WORK REQUEST A:
In the article on nurses and COVID-19, what percentage of U.S. healthcare workers who have gotten COVID-19 are women, according to the CDC report?
WORK REQUEST B:
Pick up the article on nurses and COVID-19 after its final sentence and keep writing.

EXTRACTED TEXT:

......

Nurses are heroes — and we're not just saying that because it's National Nurses Week. But, while many people are doing everything they can to show their appreciation right now, nurses are still carrying an extremely heavy load. One of the more pressing issues they're dealing with: an elevated risk of contracting coronavirus.
This threat is especially high among female healthcare workers, according to a Centers For Disease Control and Prevention report that was released in April. It found that 73% of U.S. healthcare workers who have gotten COVID-19 so far are women. This number is striking, considering that in the general population, coronavirus cases are spread relatively equally between men and women, and men are more likely to die from the disease, reports the journal Frontiers in Public Health. (The studies didn't specify between cisgender, nonbinary folks, and transgender women and men.)
It's impossible to conclusively say why most of the people in healthcare getting sick are women, Julia Smith, a health science and policy researcher at Simon Fraser University, tells Refinery29. But the World Health Organization reports that almost 70% of healthcare professionals worldwide are women, which may partially account for the disparity.

......

EXTRACTED INFORMATION:
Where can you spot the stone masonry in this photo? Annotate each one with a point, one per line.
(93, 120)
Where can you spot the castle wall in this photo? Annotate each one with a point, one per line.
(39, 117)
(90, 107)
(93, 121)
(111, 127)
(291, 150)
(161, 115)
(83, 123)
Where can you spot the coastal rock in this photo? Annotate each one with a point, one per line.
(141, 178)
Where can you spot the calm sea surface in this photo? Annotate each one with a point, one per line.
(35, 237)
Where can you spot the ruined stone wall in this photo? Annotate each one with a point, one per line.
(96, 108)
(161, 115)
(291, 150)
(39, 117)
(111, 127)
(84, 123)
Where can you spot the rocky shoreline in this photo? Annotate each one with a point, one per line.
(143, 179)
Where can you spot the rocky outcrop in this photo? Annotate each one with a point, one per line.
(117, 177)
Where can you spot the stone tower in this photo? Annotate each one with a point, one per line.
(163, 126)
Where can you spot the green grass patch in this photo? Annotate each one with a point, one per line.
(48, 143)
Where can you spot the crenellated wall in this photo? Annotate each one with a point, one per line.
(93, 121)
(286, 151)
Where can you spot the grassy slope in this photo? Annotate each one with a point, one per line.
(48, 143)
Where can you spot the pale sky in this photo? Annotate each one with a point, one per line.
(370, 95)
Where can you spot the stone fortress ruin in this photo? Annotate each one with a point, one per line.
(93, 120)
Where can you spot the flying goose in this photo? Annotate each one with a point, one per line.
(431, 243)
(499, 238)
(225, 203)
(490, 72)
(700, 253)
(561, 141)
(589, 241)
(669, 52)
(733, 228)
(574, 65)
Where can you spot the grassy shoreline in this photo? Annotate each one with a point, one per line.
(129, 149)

......

ANSWER A:
73%

ANSWER B:
“If we look at the system, the roles people fill are gendered,” Smith says. Nurses throughout history have traditionally been women — same with lab techs and hospital cleaners, she adds. “You do see a gender divide. Lots of the ‘caring’ professions are dominated by women. I think it does come back to gender norms, and the expectation that this is a type of role that women are supposed to fill, and that men may be reluctant to go into because it’s not seen as a necessarily masculine job. They might be deterred because of that — or because these positions often aren’t as well-paid,” Smith says.
One reason nurses in particular may be vulnerable to contracting COVID-19 could be because they're in the most patient-facing role. They're in close contact with sick patients, performing high-risk duties such as taking temperatures and drawing blood.
“I think most nurses in America are at the greatest risk,” says Paul Pottinger, MD, a professor specializing in infectious disease at the University of Washington School of Medicine. “Other healthcare workers are at risk as well, but a COVID test is almost always administered by a nurse. That’s just one example of the kind of exposure we’re talking about.”
The frequent contact with sick patients may be compounded by nurses' inadequate access to personal protective equipment, (PPE), says Smith. “It might be that in their hospital, they don’t have the ability to speak out as easily to say, ‘I need more gloves’ and that reflects a power dynamic… For those at a lower level, it’s harder to speak out.”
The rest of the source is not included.